**Stated exercise**
Reproduce the stretch from the line containing "of the treeline?" through the end of the entries, switching "innermost point" to "center point" and leaving everything else as it is.

**Records for this exercise**
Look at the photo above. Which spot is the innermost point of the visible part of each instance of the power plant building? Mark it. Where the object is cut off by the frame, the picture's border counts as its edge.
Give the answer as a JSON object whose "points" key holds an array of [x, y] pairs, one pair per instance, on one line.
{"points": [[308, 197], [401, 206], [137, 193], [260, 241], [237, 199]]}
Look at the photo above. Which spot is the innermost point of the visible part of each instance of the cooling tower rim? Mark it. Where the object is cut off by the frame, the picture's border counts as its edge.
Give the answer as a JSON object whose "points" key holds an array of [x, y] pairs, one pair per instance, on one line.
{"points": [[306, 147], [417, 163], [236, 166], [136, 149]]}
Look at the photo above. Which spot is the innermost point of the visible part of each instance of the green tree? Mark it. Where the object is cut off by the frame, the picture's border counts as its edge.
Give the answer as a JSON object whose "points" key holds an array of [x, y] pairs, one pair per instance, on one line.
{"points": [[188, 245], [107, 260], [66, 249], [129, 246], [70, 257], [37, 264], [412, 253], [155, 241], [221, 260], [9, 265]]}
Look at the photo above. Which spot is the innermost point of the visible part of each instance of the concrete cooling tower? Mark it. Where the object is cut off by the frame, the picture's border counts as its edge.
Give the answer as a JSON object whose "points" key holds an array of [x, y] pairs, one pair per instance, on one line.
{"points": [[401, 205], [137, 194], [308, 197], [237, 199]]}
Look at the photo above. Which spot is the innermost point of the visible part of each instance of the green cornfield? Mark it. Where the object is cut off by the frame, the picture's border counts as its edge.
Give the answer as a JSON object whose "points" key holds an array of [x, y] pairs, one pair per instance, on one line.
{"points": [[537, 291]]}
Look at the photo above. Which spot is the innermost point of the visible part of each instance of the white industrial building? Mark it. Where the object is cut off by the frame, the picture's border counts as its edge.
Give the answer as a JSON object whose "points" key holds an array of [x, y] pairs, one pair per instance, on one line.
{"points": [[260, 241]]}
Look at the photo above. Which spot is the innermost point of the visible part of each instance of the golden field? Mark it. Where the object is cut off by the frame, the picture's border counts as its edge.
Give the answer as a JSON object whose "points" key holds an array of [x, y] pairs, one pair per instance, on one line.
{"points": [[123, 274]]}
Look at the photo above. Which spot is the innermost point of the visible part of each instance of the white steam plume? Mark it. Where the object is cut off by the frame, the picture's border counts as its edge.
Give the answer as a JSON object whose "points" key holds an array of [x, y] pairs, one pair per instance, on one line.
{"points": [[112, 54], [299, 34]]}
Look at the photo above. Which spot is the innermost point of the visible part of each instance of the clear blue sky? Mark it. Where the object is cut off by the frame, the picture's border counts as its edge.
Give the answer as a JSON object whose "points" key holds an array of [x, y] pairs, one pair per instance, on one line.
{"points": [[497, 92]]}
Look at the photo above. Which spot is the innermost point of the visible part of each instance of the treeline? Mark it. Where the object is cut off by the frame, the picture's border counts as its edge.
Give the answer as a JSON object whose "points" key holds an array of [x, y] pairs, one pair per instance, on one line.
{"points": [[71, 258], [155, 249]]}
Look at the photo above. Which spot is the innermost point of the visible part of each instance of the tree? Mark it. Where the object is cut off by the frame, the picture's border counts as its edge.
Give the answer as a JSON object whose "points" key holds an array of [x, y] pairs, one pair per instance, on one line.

**Response to the exercise**
Look at the photo above. Which spot is the center point of the visible part of each instance of the treeline? Mark it. Where the object is cut off by the frame, the picture's border counts as its edge.
Give the answer as a JSON object whose "points" key holds an array of [x, y] pairs, one pair per instance, on one line.
{"points": [[71, 258], [155, 249]]}
Look at the photo above. Which spot is the center point of the visible part of each instance of the tree? Mark it. Where the object is cut off by the frame, the picture's border counts as its edge.
Give the answer as a JSON object whose "points" key holds an array of [x, y] pairs, one pair per instance, on one line.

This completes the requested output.